Stored records.
---+---

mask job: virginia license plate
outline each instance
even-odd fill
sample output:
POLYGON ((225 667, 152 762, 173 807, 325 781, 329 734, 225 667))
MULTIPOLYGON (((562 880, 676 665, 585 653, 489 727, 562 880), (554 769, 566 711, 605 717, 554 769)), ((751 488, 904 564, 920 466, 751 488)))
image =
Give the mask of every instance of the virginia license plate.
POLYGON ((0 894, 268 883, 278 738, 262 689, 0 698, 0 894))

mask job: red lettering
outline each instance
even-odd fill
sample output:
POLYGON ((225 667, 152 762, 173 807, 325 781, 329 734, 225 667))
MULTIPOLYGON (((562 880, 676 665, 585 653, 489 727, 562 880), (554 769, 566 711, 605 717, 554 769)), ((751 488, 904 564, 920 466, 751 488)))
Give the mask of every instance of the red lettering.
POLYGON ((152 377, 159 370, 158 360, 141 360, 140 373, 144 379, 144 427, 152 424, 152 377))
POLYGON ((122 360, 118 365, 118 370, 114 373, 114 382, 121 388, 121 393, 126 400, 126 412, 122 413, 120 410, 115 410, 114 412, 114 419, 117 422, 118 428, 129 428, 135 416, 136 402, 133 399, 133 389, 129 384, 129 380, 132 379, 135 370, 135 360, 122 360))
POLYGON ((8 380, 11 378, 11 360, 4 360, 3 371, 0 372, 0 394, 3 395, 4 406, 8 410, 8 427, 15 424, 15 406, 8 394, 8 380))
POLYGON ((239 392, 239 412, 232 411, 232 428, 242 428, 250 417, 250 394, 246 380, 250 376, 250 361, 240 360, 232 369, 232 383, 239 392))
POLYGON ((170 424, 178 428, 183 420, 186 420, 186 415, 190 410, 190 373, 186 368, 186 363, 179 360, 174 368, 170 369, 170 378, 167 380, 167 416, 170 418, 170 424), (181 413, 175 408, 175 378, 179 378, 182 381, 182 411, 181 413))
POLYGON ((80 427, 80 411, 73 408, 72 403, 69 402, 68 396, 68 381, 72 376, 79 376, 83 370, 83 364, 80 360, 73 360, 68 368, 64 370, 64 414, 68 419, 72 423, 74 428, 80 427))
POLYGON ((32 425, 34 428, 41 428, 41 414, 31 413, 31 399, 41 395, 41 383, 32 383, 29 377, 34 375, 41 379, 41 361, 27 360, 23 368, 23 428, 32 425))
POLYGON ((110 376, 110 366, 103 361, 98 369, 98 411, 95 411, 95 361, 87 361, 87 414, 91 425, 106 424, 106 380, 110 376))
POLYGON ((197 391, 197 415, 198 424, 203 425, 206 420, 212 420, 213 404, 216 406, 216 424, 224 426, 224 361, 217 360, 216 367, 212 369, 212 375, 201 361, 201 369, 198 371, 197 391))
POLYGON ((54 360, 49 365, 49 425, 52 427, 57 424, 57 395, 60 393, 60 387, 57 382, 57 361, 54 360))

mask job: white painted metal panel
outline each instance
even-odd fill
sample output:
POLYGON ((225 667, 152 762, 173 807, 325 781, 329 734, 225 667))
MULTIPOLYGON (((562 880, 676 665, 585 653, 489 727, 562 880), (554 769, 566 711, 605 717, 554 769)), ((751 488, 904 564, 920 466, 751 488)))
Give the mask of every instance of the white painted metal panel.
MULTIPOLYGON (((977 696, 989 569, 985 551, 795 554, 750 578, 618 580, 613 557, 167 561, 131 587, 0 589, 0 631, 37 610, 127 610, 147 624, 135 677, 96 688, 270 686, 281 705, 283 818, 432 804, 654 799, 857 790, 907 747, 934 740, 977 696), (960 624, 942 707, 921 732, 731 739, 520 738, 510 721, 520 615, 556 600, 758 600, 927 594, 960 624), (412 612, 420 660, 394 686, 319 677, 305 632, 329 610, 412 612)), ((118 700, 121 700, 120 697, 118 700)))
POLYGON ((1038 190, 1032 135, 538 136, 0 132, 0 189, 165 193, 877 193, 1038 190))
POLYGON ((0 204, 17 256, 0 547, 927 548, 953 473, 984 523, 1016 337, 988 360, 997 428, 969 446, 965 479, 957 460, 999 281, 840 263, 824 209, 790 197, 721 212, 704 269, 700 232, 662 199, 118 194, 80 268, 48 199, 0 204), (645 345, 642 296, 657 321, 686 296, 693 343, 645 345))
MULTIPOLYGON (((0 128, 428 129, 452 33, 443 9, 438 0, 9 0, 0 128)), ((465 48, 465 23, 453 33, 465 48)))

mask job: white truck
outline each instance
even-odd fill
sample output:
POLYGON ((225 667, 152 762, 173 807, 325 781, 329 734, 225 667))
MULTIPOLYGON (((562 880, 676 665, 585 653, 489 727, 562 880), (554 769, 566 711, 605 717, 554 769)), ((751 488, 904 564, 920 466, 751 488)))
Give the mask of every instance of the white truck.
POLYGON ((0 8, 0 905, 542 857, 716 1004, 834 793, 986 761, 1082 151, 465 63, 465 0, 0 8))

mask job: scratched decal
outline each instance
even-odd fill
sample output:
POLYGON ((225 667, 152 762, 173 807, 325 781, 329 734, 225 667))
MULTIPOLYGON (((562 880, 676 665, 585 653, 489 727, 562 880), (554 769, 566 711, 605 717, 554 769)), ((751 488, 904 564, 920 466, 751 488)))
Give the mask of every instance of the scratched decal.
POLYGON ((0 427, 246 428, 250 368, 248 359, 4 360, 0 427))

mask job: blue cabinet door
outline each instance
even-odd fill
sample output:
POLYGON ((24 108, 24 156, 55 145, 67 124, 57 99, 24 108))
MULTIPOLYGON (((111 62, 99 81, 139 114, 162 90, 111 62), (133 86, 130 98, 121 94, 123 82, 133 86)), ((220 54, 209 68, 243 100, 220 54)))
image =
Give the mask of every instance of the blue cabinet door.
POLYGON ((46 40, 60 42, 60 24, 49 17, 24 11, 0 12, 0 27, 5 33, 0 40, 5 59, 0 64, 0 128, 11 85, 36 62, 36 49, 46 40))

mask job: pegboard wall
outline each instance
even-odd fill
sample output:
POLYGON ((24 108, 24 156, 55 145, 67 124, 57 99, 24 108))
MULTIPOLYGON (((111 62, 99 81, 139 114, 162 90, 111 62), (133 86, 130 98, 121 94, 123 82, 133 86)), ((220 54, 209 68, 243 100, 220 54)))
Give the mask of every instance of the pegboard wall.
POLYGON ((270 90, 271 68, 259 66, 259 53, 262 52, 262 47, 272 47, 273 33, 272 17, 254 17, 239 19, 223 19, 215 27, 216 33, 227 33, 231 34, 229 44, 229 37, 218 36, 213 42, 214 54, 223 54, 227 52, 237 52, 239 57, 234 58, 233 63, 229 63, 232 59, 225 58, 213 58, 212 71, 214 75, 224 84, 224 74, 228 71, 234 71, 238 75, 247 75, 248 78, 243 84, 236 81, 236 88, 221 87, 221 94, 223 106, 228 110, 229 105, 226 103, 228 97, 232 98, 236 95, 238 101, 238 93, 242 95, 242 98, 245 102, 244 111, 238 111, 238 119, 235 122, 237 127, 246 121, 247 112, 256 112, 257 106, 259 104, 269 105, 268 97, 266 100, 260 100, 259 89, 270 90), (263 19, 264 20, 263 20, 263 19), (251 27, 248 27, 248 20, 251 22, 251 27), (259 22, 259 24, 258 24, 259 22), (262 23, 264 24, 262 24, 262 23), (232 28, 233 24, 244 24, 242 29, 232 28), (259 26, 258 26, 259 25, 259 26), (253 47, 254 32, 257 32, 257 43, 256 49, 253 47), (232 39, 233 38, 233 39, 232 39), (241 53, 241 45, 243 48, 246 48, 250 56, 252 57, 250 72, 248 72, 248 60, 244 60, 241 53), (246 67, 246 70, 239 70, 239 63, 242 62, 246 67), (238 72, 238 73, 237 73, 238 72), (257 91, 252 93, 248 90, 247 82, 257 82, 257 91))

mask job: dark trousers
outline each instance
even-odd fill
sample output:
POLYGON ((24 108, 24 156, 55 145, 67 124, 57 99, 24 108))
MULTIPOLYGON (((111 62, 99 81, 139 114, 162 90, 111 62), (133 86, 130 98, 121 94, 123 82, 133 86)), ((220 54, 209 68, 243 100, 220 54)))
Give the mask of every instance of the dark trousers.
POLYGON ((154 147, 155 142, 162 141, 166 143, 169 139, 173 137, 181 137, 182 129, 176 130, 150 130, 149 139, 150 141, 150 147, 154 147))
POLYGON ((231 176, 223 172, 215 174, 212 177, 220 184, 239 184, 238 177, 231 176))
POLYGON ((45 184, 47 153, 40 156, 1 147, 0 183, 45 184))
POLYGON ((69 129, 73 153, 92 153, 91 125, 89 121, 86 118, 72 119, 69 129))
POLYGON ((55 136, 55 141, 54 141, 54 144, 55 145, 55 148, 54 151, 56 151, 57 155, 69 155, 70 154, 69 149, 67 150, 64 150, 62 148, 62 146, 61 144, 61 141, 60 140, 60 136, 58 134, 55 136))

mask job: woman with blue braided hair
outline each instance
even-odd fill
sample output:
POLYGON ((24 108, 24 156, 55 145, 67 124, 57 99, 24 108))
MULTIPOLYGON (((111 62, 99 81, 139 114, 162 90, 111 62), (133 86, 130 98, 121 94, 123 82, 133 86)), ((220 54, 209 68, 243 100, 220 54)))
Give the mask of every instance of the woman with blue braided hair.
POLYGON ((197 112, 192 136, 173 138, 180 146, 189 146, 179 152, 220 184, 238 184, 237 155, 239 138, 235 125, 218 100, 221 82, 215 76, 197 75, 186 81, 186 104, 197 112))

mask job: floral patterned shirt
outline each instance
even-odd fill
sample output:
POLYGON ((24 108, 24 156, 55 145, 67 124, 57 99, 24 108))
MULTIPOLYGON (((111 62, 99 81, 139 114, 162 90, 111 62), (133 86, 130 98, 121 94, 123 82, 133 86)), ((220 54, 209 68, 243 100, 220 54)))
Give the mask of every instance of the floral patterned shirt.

---+---

What you will do.
Quote everything in the listing from the line containing "mask job: woman with blue braided hair" down to the line containing "Give the mask of every instance of the woman", word for word, including both of those lines.

Response below.
mask job: woman with blue braided hair
outline each instance
even-odd fill
sample output:
POLYGON ((24 108, 24 156, 55 145, 67 124, 57 99, 24 108))
MULTIPOLYGON (((111 62, 99 81, 139 114, 162 90, 111 62), (133 86, 130 98, 121 94, 123 82, 133 86)), ((220 54, 209 68, 243 100, 220 54)))
Give the mask of every instance of the woman with blue braided hair.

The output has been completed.